**Instructions to follow:** Your answer must consist of exactly the lines below, starting with the line with "# test: mark one point on the cap" and going on through the line with "# test: mark one point on the black steering", and nothing else.

**Data supplied:**

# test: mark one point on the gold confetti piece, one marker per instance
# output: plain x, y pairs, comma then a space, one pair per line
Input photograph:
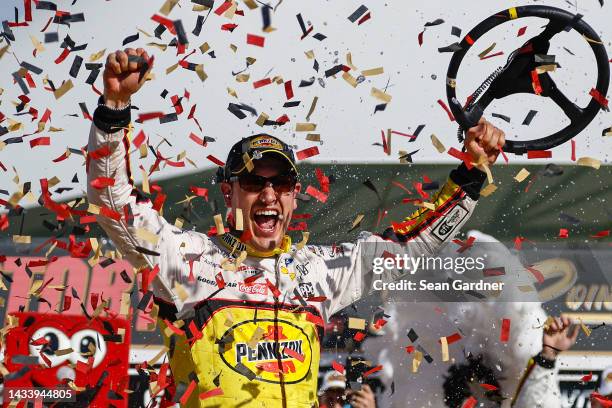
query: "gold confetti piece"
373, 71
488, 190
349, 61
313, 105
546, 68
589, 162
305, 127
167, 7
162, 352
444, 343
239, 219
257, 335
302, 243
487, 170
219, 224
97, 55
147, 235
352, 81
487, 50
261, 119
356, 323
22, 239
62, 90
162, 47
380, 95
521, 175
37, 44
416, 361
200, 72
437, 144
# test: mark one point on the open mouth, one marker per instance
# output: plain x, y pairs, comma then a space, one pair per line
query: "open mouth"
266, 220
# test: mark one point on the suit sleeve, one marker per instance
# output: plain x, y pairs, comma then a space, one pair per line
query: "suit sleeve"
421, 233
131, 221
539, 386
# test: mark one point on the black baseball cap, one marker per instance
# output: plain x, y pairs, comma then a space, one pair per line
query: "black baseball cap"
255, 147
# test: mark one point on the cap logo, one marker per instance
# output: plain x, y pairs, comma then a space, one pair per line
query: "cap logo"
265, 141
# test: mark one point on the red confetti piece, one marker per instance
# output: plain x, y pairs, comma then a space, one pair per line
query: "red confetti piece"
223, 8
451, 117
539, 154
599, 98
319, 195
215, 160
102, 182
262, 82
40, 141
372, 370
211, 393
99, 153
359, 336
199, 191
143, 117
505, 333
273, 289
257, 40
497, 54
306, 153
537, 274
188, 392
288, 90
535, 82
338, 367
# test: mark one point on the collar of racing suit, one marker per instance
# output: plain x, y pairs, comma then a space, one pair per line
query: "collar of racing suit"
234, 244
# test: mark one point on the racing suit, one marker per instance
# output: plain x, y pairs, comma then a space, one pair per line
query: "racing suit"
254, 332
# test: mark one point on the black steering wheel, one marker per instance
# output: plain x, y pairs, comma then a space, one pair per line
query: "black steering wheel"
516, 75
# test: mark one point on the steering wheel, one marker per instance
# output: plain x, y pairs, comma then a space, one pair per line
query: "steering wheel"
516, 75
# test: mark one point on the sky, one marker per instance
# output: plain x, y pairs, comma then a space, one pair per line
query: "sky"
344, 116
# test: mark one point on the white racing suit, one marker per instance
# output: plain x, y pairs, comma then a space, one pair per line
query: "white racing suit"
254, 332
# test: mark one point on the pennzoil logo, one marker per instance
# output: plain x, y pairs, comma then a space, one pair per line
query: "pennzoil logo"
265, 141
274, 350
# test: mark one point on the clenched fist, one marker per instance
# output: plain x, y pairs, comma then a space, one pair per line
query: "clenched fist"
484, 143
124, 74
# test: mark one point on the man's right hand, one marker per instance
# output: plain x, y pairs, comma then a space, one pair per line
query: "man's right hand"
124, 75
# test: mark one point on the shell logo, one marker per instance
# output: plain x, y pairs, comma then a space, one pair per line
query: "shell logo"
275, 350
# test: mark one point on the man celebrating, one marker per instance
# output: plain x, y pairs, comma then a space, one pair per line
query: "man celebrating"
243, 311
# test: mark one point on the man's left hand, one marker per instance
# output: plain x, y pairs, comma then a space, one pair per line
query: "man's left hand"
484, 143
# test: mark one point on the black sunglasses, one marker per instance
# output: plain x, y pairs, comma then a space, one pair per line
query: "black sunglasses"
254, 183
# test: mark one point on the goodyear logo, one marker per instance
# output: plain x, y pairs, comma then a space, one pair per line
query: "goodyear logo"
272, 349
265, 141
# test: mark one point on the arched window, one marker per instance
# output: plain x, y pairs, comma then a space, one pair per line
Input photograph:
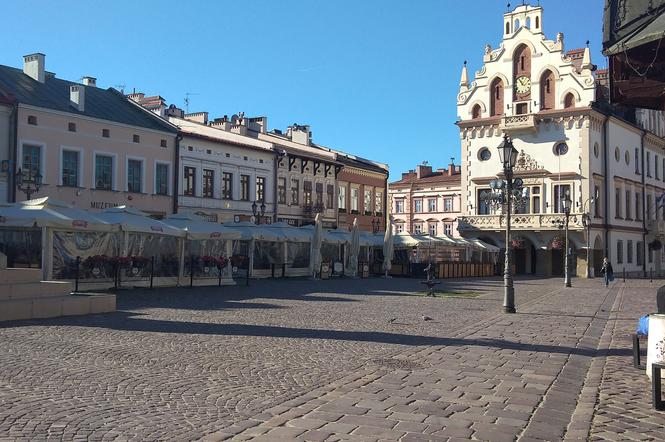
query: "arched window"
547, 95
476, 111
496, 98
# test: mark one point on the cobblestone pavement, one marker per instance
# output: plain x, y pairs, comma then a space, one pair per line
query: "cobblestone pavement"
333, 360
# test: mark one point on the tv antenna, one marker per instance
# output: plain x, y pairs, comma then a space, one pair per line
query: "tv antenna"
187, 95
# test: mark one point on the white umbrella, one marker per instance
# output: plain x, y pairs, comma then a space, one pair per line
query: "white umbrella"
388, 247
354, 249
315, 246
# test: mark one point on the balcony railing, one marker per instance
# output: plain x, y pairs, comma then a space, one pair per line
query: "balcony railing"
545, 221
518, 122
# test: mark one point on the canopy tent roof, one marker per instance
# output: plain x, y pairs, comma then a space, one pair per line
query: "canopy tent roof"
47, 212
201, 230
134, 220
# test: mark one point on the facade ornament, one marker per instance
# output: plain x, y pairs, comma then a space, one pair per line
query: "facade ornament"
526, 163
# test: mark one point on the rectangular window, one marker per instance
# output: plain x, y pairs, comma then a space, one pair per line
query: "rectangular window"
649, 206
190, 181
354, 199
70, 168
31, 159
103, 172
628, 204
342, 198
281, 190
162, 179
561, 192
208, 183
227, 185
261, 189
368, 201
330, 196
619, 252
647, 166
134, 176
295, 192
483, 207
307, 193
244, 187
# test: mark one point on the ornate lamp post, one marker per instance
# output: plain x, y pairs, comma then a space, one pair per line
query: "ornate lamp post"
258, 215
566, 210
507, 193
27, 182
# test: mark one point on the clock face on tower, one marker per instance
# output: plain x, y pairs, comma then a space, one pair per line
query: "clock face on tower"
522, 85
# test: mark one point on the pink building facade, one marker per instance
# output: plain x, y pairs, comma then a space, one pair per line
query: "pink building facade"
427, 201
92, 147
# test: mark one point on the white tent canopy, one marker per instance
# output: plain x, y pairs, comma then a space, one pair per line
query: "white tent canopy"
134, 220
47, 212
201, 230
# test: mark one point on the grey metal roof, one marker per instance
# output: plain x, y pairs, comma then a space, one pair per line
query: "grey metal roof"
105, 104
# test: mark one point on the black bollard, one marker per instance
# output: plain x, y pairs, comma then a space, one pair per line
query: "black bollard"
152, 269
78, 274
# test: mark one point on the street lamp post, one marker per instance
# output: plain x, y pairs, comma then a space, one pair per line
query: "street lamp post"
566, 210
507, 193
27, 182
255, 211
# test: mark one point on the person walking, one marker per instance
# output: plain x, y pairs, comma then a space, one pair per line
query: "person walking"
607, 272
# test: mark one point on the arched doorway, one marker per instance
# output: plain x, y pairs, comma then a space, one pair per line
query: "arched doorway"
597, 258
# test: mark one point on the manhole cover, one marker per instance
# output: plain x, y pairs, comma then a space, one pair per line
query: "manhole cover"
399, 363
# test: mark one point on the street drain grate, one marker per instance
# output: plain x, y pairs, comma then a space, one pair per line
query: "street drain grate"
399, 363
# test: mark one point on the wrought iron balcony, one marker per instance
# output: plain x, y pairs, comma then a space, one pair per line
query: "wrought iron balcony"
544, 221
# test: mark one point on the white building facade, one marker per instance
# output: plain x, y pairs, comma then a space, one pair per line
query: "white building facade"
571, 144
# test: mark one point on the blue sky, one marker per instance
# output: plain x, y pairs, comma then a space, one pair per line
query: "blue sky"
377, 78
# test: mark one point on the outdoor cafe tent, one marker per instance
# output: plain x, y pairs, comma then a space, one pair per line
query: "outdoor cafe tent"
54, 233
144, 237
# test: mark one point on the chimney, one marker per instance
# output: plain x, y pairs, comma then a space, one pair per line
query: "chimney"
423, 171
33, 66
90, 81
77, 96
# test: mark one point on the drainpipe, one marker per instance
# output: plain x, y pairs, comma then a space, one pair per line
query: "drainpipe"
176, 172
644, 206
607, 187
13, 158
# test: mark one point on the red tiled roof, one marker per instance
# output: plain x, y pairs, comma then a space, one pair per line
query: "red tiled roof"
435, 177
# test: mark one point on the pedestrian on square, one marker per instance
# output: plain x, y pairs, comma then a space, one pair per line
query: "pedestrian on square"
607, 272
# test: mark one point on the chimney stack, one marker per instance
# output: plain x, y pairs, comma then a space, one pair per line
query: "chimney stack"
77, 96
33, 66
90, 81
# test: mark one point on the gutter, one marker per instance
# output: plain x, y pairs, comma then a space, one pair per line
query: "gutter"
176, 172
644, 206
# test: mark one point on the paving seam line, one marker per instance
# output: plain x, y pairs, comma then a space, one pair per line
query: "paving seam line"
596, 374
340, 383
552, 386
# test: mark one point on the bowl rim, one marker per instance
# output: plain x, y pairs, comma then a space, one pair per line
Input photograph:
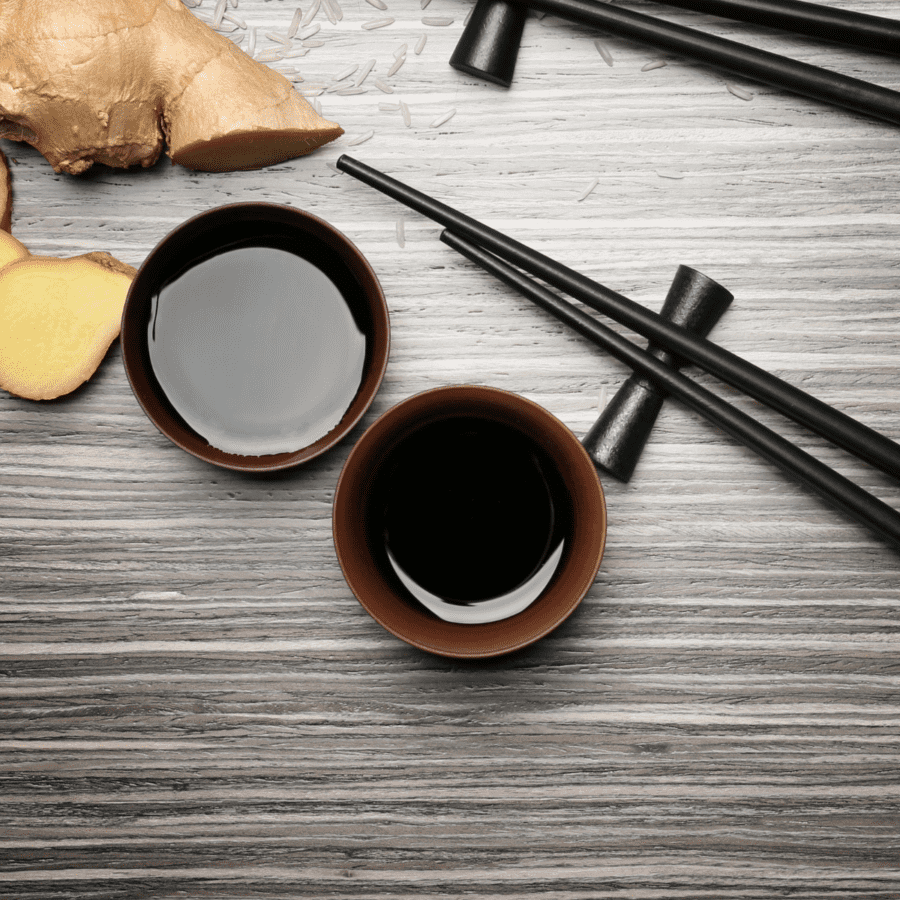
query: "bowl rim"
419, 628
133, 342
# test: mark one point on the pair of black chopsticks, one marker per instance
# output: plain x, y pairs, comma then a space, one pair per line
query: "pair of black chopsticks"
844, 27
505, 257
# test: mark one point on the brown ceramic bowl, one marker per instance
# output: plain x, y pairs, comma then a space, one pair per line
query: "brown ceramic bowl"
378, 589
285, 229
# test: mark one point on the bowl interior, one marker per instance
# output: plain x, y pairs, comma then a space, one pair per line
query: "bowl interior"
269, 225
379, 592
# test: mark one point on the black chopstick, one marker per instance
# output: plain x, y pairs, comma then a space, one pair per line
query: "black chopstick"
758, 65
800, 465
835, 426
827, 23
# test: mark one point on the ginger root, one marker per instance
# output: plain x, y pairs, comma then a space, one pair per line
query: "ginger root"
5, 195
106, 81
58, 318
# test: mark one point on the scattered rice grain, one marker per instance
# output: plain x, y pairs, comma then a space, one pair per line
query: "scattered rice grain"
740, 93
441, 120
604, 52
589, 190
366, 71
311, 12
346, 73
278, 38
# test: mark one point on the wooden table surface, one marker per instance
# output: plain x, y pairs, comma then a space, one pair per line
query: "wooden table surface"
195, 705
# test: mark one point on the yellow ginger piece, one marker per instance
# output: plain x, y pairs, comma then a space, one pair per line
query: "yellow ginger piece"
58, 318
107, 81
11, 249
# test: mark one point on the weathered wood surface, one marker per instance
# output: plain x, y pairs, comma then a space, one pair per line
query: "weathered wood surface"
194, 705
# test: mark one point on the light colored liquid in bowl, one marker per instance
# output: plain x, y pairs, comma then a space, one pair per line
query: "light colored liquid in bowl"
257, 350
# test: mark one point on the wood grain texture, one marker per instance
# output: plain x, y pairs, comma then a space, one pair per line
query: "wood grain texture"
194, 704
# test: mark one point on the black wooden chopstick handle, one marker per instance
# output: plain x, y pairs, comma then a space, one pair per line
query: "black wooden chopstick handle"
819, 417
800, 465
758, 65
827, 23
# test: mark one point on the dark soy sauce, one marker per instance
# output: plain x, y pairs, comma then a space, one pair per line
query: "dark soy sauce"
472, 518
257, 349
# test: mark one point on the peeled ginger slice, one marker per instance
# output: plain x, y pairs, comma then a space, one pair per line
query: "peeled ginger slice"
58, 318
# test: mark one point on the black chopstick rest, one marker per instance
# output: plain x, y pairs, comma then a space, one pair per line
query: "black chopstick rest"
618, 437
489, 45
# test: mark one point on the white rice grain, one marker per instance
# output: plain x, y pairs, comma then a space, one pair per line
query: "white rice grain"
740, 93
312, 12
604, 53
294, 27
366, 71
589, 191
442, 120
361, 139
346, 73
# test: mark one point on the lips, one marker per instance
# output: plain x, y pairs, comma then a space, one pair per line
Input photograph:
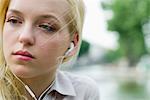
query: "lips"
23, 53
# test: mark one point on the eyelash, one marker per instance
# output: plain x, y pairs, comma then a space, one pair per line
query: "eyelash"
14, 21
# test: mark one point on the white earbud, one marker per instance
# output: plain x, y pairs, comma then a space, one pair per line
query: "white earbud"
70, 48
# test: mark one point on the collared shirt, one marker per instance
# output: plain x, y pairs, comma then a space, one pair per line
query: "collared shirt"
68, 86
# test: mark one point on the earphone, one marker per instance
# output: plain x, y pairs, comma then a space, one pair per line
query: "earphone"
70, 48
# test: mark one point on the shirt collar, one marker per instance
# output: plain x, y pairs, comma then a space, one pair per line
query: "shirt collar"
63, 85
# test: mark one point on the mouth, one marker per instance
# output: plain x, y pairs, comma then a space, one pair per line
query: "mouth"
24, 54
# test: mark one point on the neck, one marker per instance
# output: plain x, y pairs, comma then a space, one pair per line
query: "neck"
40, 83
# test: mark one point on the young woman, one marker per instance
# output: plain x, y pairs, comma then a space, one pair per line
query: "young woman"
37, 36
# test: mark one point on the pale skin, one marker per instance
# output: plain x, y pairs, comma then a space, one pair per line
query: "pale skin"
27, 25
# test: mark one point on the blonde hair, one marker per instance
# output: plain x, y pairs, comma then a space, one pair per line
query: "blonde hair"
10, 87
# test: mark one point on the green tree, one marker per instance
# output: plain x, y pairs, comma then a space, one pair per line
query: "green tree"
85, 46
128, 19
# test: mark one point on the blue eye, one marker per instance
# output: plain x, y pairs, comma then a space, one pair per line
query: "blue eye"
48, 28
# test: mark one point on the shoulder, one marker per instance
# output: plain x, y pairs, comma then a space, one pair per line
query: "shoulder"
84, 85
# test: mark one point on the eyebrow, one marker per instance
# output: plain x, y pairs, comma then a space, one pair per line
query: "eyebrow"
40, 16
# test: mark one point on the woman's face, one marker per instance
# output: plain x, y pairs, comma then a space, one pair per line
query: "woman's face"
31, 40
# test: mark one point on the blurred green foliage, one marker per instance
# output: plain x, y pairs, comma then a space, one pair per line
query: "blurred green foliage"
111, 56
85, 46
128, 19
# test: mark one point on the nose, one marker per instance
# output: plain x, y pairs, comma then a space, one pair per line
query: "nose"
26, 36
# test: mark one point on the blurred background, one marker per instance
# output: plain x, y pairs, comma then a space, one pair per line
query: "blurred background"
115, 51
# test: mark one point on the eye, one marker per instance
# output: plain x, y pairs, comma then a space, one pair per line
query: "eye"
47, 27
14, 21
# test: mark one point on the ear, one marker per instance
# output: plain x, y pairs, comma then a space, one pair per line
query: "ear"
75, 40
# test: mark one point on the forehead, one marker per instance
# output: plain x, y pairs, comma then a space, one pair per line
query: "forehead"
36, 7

**Solution for this exercise:**
# test: mark one point on the cap logo, one marker per instance
# output: plain x, y pairs, comma then a space, one pair per line
query: "cap logo"
265, 141
# test: mark one point on the red confetti piece, one marker per instance
# output: plain x, y pairs, comma then a space, one pair per line
query: "red confetti piece"
223, 8
451, 117
539, 154
599, 98
319, 195
215, 160
102, 182
262, 82
40, 141
372, 370
211, 393
99, 153
359, 336
199, 191
143, 117
505, 333
273, 289
257, 40
497, 54
306, 153
537, 274
188, 392
288, 90
535, 82
338, 367
# test: mark one point on the collar of racing suit, one marker per instance
# output: plain x, y pairs, comma then a space, one pair per line
query: "collar of racing suit"
234, 244
# test: mark one point on the racing suit, one marker per instance
# output: plain x, y pairs, comma then a space, one pair per line
query: "racing suit"
254, 332
# test: mark one point on the black steering wheel, one marker per instance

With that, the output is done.